***** TEXT BLOCK *****

If i create 2 lists from the same set, can I be sure that I get the same ordering in both the lists? (I do not care about the ordering as long as both the lists have the same order and I am not performing any operations on the sets between creating the two lists.)

List l = new ArrayList(set);

List l1 = new ArrayList(set);

I understand that there are guaranteed ways of creating these lists and getting the same order and that there isn't a good reason for me to create two lists this way, but I would like to know why the ordering of elements in a set would change if no modify operations are performed on it.

Edit: The set is an unordered HashSet

You will propably get the same ordering in the lists l and l1. But since most Sets are unordered, you have no guarantee that there will be the same order.

Technically you could write an implementation of the Set interface which changes its order everytime any method is called. This would still fulfil the interface.

Since in the constructor new ArrayList(Collection) the toArray method of the collection is called, we can have a look at the Javadoc of Set#toArray():

Returns an array containing all of the elements in this set. If this set makes any guarantees as to what order its elements are returned by its iterator, this method must return the elements in the same order.

While the Javadoc of Set#iterator() says there is no general guarantee:

Returns an iterator over the elements in this set. The elements are returned in no particular order (unless this set is an instance of some class that provides a guarantee).

Given this, I would strongly advise you not to rely on the ordering of the lists.

As per documentation

public ArrayList(Collection c) Constructs a list containing the elements of the specified collection, in the order they are returned by the collection's iterator

So it really depends on the Set interface implementation class, if the order is constant.

***** PROVIDED RECORDS *****

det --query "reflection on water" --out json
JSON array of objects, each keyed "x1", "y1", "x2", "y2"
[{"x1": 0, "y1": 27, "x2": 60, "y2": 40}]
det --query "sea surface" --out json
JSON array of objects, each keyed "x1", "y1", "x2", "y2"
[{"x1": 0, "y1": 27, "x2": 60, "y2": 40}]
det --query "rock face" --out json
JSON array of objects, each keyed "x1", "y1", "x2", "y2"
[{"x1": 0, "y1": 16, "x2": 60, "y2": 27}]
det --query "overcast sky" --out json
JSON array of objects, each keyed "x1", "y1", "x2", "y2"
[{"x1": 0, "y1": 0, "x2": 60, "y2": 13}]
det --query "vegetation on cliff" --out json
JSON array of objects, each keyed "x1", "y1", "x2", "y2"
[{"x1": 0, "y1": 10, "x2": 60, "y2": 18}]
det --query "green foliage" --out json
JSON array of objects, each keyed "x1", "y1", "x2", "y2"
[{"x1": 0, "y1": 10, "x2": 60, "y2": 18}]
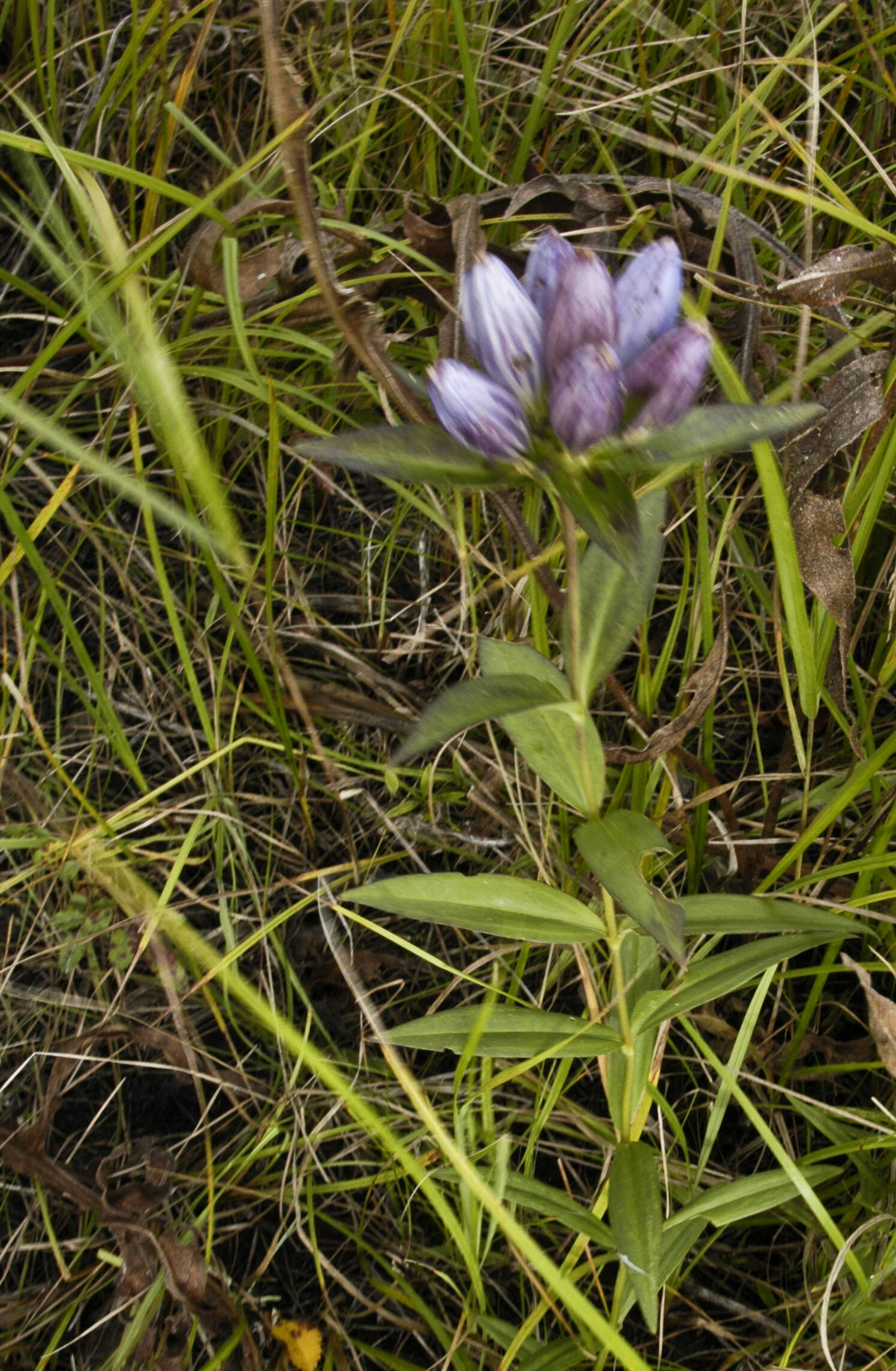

*****

PROBLEMS –
a: Write out the thread on set ordering in full, word for word.
b: Reproduce every line of the detection entries above, including the det command lines and format lines. Shift each bounding-box coordinate in the answers up by 87, and leave the picture out.

RESPONSES –
a:
If i create 2 lists from the same set, can I be sure that I get the same ordering in both the lists? (I do not care about the ordering as long as both the lists have the same order and I am not performing any operations on the sets between creating the two lists.)

List l = new ArrayList(set);

List l1 = new ArrayList(set);

I understand that there are guaranteed ways of creating these lists and getting the same order and that there isn't a good reason for me to create two lists this way, but I would like to know why the ordering of elements in a set would change if no modify operations are performed on it.

Edit: The set is an unordered HashSet

You will propably get the same ordering in the lists l and l1. But since most Sets are unordered, you have no guarantee that there will be the same order.

Technically you could write an implementation of the Set interface which changes its order everytime any method is called. This would still fulfil the interface.

Since in the constructor new ArrayList(Collection) the toArray method of the collection is called, we can have a look at the Javadoc of Set#toArray():

Returns an array containing all of the elements in this set. If this set makes any guarantees as to what order its elements are returned by its iterator, this method must return the elements in the same order.

While the Javadoc of Set#iterator() says there is no general guarantee:

Returns an iterator over the elements in this set. The elements are returned in no particular order (unless this set is an instance of some class that provides a guarantee).

Given this, I would strongly advise you not to rely on the ordering of the lists.

As per documentation

public ArrayList(Collection c) Constructs a list containing the elements of the specified collection, in the order they are returned by the collection's iterator

So it really depends on the Set interface implementation class, if the order is constant.

b:
det --query "reflection on water" --out json
JSON array of objects, each keyed "x1", "y1", "x2", "y2"
[{"x1": 87, "y1": 114, "x2": 147, "y2": 127}]
det --query "sea surface" --out json
JSON array of objects, each keyed "x1", "y1", "x2", "y2"
[{"x1": 87, "y1": 114, "x2": 147, "y2": 127}]
det --query "rock face" --out json
JSON array of objects, each keyed "x1", "y1", "x2", "y2"
[{"x1": 87, "y1": 103, "x2": 147, "y2": 114}]
det --query "overcast sky" --out json
JSON array of objects, each keyed "x1", "y1", "x2", "y2"
[{"x1": 87, "y1": 87, "x2": 147, "y2": 100}]
det --query "vegetation on cliff" --out json
JSON array of objects, each keyed "x1", "y1", "x2", "y2"
[{"x1": 87, "y1": 97, "x2": 147, "y2": 105}]
det --query "green foliage" --out json
JSON array of objects, each keyed "x1", "y1", "x2", "y2"
[{"x1": 87, "y1": 97, "x2": 147, "y2": 105}]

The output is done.